━━━━━ Provided text
Paris Hilton did the crime but almost didn't do the time.
(and still might not)

First the sentence was forty-five days in the Big House. Then it was reduced to twenty-three days, then three days and confinement to her posh mansion in the West Hollywood Hills. But then Judge Michael Sauer ordered Paris back to jail to serve out the entirety of the original sentence. Crying and shaking at the final bang of the gavel, she screamed for her mommy in court. “IT’S NOT RIGHT… MOOOOM.” The Theater of the Absurd continued as paparazzi chased the squad car that carried the bawling Paris to an en suite room at the Lynwood Sheriff Department Hilton. I can’t help but feel a little sorry for her because it’s like, well, having your sentenced increased after it had been decreased.

This fiasco of favoritism may just cause the Earth to tilt on its axis or cause me to agree with the “Reverend” A₤ $harpton, a first. And I agree with him that not just any old anybody—black or white—will get the special treatment that these celebs get, as Sheriff Lee Baca demonstrated when he remanded Paris to her LA mansion after only three days in her new gated community. Well, maybe confinement to her home would have been tough. After all, what could she have done about that ankle bracelet tan line?
━━━━━━━━━━
━━━━━ Source data
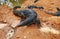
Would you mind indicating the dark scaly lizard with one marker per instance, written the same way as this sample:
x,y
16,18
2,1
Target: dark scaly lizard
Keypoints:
x,y
37,7
35,1
54,14
31,16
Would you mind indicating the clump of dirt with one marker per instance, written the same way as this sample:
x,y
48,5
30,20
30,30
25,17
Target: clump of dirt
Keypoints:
x,y
32,32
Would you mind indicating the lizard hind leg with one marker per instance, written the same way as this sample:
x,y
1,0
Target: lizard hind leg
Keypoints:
x,y
38,23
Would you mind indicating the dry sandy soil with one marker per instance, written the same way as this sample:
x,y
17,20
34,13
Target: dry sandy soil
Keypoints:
x,y
50,25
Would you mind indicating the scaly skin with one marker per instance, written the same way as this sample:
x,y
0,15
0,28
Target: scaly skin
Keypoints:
x,y
36,1
37,7
54,14
28,16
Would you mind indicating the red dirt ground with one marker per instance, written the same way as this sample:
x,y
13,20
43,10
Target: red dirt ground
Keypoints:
x,y
31,32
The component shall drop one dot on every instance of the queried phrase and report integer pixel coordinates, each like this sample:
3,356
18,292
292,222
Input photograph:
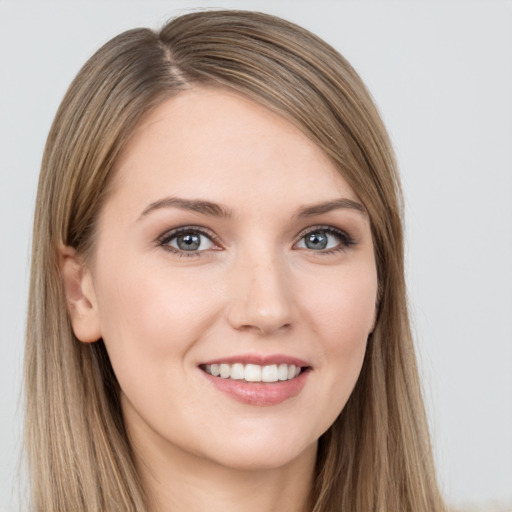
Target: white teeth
237,371
253,372
225,370
282,372
269,373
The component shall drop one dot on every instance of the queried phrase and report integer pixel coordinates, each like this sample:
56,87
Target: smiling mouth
254,372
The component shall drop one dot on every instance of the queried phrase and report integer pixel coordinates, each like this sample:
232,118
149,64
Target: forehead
218,145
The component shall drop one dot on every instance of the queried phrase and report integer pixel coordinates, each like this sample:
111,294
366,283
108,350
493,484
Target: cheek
149,316
343,308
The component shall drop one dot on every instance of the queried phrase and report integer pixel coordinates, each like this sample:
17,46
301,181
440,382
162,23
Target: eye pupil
188,242
316,240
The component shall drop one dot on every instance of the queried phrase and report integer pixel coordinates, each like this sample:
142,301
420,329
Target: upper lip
261,360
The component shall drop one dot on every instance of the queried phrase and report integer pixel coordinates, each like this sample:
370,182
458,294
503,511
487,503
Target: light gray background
441,74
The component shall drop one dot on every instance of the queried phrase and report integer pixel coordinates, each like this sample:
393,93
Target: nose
261,298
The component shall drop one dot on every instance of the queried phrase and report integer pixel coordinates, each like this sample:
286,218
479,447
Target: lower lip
259,393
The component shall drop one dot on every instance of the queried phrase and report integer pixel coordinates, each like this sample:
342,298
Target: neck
180,482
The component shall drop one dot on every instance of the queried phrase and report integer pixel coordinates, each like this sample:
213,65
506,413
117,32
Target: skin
254,287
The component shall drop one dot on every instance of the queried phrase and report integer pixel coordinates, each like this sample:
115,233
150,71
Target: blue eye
187,240
324,239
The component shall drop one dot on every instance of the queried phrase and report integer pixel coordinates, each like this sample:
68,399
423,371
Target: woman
217,314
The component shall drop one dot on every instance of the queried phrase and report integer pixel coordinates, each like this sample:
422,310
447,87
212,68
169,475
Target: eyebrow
336,204
217,210
195,205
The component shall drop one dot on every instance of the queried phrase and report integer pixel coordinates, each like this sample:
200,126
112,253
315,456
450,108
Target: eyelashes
189,241
193,241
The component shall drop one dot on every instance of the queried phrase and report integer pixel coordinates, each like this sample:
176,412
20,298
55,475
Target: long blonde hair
376,456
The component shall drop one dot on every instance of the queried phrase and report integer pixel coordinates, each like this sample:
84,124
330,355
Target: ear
80,296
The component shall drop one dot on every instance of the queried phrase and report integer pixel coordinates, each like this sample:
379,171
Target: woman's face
230,244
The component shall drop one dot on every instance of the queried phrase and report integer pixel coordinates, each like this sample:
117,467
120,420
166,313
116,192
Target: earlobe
80,296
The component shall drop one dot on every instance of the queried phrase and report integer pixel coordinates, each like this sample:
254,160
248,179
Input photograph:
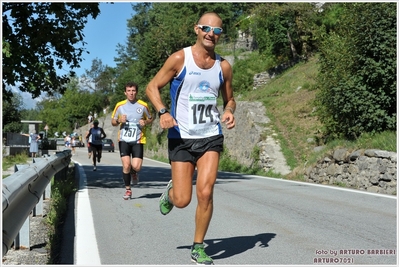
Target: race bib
130,132
202,115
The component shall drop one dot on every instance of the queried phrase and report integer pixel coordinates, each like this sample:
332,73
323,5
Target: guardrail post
62,174
47,192
22,240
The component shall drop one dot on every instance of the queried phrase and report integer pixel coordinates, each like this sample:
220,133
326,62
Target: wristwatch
162,111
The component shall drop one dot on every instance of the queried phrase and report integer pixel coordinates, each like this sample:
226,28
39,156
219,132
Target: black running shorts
131,149
190,150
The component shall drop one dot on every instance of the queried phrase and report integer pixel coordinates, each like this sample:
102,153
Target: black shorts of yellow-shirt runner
190,150
131,149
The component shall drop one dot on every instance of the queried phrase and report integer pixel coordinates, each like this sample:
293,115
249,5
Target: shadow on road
227,247
150,177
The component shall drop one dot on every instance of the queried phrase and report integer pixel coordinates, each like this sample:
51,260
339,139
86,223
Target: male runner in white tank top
195,140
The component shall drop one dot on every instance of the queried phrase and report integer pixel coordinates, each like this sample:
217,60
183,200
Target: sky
102,36
104,33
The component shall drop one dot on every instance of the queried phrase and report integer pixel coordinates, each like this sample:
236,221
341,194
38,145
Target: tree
39,37
357,78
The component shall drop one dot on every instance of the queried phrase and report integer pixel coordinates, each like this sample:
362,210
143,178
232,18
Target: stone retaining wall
370,170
━━━━━━━━━━
** Exercise instructions **
Repeat word for word the passage of the Paris Hilton piece above, starting with "First the sentence" and going on through "had been decreased.".

** Exercise solution **
First the sentence was forty-five days in the Big House. Then it was reduced to twenty-three days, then three days and confinement to her posh mansion in the West Hollywood Hills. But then Judge Michael Sauer ordered Paris back to jail to serve out the entirety of the original sentence. Crying and shaking at the final bang of the gavel, she screamed for her mommy in court. “IT’S NOT RIGHT… MOOOOM.” The Theater of the Absurd continued as paparazzi chased the squad car that carried the bawling Paris to an en suite room at the Lynwood Sheriff Department Hilton. I can’t help but feel a little sorry for her because it’s like, well, having your sentenced increased after it had been decreased.